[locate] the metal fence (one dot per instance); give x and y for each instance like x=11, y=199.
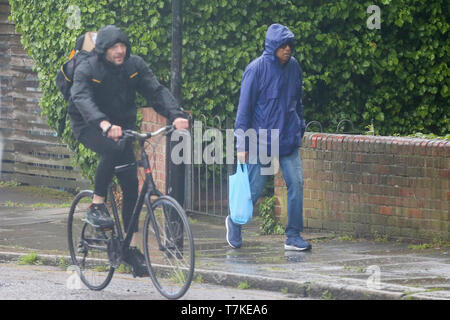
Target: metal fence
x=206, y=190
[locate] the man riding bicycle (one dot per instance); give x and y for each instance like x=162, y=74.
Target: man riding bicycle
x=102, y=105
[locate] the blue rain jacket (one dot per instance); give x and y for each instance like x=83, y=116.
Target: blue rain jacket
x=271, y=96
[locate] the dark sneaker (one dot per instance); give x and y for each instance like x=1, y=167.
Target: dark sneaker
x=297, y=244
x=234, y=236
x=98, y=217
x=137, y=261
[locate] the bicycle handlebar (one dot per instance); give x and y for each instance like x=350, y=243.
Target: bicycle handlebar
x=144, y=136
x=130, y=134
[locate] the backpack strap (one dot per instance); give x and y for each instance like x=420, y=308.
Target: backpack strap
x=97, y=69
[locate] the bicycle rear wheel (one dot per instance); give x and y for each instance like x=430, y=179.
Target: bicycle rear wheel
x=169, y=247
x=88, y=246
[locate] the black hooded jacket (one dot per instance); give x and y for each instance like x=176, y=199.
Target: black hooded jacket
x=104, y=91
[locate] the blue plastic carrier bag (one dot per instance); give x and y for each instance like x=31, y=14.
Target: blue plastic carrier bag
x=240, y=197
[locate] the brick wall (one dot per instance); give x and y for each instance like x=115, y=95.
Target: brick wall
x=374, y=186
x=152, y=122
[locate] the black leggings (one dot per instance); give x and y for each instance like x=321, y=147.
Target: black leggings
x=110, y=156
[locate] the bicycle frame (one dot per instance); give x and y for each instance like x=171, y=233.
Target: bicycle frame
x=148, y=190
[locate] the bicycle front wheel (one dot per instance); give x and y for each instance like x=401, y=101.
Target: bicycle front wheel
x=169, y=247
x=88, y=246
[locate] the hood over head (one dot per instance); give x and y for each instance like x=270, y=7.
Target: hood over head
x=276, y=36
x=108, y=36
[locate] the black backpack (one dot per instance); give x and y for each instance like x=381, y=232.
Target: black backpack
x=64, y=78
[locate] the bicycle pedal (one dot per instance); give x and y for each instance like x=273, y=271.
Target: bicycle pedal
x=91, y=224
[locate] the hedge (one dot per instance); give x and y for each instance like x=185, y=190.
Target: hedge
x=396, y=76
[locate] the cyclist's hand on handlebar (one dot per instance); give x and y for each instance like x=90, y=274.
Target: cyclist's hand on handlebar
x=181, y=123
x=115, y=133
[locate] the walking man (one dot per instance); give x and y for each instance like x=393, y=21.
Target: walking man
x=271, y=99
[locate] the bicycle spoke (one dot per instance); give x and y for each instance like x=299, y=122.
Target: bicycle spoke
x=88, y=247
x=169, y=246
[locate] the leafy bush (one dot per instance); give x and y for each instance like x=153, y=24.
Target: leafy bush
x=270, y=224
x=397, y=75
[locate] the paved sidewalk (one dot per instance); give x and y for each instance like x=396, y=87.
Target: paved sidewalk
x=338, y=267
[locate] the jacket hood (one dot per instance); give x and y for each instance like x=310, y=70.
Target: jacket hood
x=276, y=36
x=109, y=36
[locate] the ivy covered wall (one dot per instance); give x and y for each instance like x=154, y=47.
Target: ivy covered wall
x=397, y=75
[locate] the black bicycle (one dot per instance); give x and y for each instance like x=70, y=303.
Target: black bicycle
x=168, y=244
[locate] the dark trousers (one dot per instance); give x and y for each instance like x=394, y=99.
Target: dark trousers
x=112, y=155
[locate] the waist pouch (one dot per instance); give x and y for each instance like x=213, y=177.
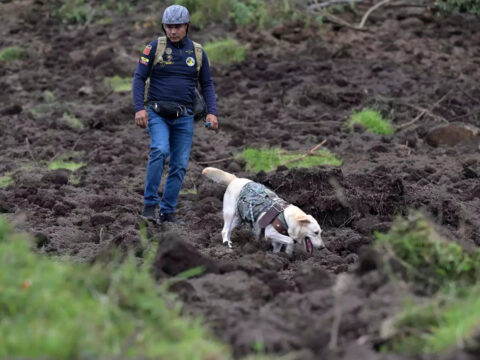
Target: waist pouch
x=168, y=109
x=199, y=106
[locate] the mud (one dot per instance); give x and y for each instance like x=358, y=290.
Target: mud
x=295, y=88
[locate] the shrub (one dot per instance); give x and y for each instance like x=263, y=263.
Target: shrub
x=372, y=121
x=228, y=51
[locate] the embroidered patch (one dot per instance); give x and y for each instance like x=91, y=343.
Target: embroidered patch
x=190, y=61
x=147, y=49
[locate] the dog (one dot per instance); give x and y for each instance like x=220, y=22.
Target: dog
x=249, y=202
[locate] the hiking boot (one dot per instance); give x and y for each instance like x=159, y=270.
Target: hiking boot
x=148, y=212
x=168, y=217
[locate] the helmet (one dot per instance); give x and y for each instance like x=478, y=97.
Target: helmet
x=176, y=14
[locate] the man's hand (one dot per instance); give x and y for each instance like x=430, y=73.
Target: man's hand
x=212, y=119
x=141, y=118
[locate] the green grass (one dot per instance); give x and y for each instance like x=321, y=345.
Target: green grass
x=372, y=121
x=5, y=181
x=425, y=257
x=54, y=309
x=118, y=84
x=62, y=164
x=438, y=326
x=72, y=121
x=269, y=159
x=12, y=53
x=227, y=51
x=414, y=252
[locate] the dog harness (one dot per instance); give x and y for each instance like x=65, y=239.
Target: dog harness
x=255, y=199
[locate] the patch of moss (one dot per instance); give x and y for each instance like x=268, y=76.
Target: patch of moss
x=269, y=159
x=68, y=165
x=372, y=121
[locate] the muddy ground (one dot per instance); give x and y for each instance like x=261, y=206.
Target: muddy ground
x=296, y=87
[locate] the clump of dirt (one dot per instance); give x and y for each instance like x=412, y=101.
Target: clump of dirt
x=291, y=92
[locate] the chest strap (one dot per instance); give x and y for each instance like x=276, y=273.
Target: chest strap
x=272, y=217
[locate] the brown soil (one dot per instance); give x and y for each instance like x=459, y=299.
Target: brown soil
x=296, y=88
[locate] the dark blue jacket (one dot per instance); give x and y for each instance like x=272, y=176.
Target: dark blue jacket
x=174, y=80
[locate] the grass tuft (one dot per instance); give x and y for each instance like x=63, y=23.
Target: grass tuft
x=269, y=159
x=5, y=181
x=228, y=51
x=118, y=84
x=372, y=121
x=68, y=165
x=60, y=310
x=452, y=316
x=12, y=53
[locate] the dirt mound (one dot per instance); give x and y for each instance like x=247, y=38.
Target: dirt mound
x=293, y=90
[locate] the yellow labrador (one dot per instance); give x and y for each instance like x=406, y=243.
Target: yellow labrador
x=249, y=202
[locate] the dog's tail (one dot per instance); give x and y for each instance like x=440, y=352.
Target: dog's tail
x=218, y=175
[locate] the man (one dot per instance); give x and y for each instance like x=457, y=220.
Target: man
x=172, y=81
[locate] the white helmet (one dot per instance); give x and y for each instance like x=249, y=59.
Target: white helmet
x=176, y=14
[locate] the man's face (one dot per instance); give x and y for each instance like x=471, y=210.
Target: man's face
x=175, y=33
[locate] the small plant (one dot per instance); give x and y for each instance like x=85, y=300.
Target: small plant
x=372, y=121
x=68, y=165
x=441, y=324
x=55, y=309
x=5, y=181
x=426, y=258
x=118, y=84
x=468, y=6
x=12, y=53
x=72, y=121
x=269, y=159
x=225, y=52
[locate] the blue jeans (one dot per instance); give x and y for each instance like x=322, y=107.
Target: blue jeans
x=167, y=138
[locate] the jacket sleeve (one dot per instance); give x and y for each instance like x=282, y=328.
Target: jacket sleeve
x=208, y=88
x=142, y=72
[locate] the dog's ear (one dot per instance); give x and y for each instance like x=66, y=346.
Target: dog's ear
x=303, y=219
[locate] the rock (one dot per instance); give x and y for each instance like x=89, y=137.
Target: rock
x=451, y=134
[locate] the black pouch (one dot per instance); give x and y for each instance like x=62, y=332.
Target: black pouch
x=199, y=106
x=168, y=109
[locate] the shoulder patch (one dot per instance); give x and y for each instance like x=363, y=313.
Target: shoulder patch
x=147, y=49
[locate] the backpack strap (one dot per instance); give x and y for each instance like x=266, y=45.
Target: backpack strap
x=161, y=45
x=198, y=56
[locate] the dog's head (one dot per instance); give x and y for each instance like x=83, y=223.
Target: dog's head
x=304, y=229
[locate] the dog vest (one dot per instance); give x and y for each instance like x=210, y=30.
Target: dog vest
x=255, y=199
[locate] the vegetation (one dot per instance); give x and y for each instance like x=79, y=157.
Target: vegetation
x=269, y=159
x=12, y=53
x=59, y=310
x=468, y=6
x=226, y=51
x=414, y=250
x=5, y=181
x=118, y=84
x=62, y=164
x=372, y=121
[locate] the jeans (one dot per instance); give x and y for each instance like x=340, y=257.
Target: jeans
x=167, y=138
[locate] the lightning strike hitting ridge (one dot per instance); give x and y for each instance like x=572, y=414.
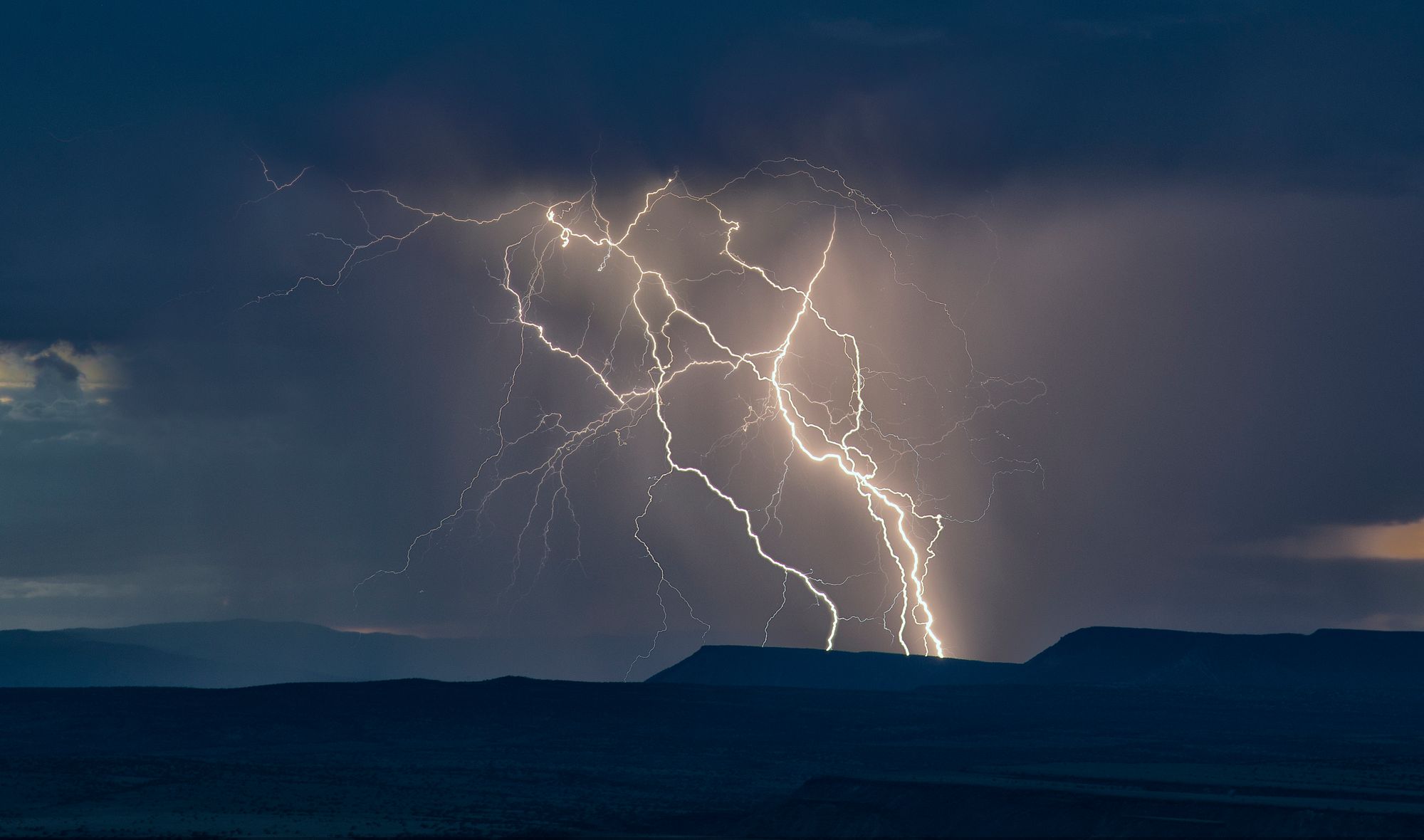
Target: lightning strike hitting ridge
x=673, y=341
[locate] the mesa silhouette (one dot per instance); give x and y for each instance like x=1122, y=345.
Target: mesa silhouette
x=231, y=654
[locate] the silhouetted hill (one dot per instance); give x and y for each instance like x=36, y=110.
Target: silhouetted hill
x=1326, y=658
x=811, y=668
x=240, y=653
x=1099, y=656
x=31, y=658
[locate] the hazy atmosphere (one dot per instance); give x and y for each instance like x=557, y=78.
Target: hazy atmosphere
x=1178, y=248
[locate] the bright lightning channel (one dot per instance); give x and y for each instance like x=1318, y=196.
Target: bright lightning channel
x=906, y=530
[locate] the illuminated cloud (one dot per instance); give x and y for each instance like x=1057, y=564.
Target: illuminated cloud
x=58, y=382
x=1383, y=542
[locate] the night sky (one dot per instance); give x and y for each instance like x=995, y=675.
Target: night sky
x=1197, y=224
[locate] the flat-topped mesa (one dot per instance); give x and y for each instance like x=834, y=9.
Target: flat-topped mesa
x=834, y=670
x=1326, y=658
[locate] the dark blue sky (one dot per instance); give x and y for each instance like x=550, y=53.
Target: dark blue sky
x=1207, y=221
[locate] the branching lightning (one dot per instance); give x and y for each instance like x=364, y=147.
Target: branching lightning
x=673, y=342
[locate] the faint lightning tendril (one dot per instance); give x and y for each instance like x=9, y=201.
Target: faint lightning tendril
x=818, y=431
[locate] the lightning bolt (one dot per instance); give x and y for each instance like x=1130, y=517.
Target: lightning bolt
x=661, y=325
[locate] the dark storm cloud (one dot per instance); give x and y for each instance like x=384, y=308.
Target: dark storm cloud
x=1207, y=219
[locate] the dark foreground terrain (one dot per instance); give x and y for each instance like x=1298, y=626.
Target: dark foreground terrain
x=519, y=757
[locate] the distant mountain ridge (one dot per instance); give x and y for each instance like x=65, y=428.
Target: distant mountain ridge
x=838, y=670
x=1326, y=658
x=243, y=653
x=1097, y=656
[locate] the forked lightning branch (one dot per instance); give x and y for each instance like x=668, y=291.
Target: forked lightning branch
x=817, y=414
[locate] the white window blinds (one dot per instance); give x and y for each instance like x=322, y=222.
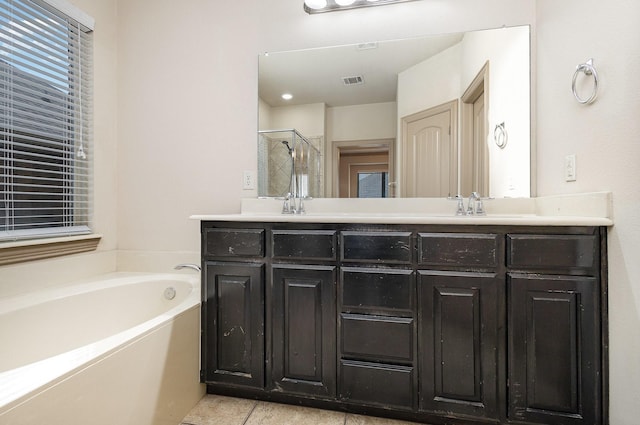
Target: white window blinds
x=45, y=122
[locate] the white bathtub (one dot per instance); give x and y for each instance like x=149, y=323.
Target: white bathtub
x=111, y=351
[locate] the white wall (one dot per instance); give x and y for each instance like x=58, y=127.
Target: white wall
x=430, y=83
x=446, y=76
x=605, y=137
x=509, y=102
x=361, y=122
x=308, y=119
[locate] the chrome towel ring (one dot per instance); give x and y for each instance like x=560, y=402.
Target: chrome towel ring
x=500, y=135
x=588, y=70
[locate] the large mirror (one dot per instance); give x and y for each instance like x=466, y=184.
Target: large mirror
•••
> Instructions for the task: Give an exact copy of the lines above from the line with "Target: brown soil" up to and including the line with "[locate] the rock", and leave everything else out.

> Response for this exercise:
Target: brown soil
x=296, y=88
[locate] the dark blue jacket (one dot per instance); give x and y for each instance like x=272, y=176.
Target: dark blue jacket
x=174, y=80
[locate] the grass tuft (one dot per instance); give x and y for each instance like x=63, y=23.
Target: grass tuft
x=269, y=159
x=5, y=181
x=228, y=51
x=118, y=84
x=372, y=121
x=68, y=165
x=60, y=310
x=452, y=316
x=12, y=53
[locate] the dirt mound (one dot per instance); give x and y for each instance like x=247, y=38.
Target: dirt mound
x=293, y=90
[locate] the yellow labrador (one dot per instance); give x and y for each instance like x=406, y=243.
Target: yellow labrador
x=249, y=202
[locate] the dog's tail (one dot per instance); give x and y for each instance like x=440, y=352.
Target: dog's tail
x=218, y=175
[locate] the man (one dot per instance); give x and y for each instance like x=457, y=220.
Target: man
x=172, y=81
[locate] the white helmet (one dot per instance); give x and y for each instance like x=249, y=59.
Target: white helmet
x=176, y=14
[locate] the man's face (one dot per instance); give x and y for each instance like x=471, y=210.
Target: man's face
x=175, y=33
[locate] the small plant (one dot per instance); give x and y for each instance like x=85, y=300.
Target: small plant
x=372, y=121
x=68, y=165
x=441, y=324
x=55, y=309
x=5, y=181
x=426, y=258
x=118, y=84
x=468, y=6
x=12, y=53
x=72, y=121
x=269, y=159
x=225, y=52
[locate] the blue jeans (one dot per instance); give x and y for each instance like x=322, y=107.
Target: blue jeans
x=167, y=138
[locate] the jacket sleeve (one dot per instance); give x and y for each instance like x=282, y=328.
Target: jacket sleeve
x=208, y=88
x=142, y=72
[locate] the dog's ear (one dot per instance); give x and y for each instance like x=66, y=346.
Target: dog's ear
x=303, y=219
[locate] the rock (one dot per instance); give x and y for each instance like x=89, y=137.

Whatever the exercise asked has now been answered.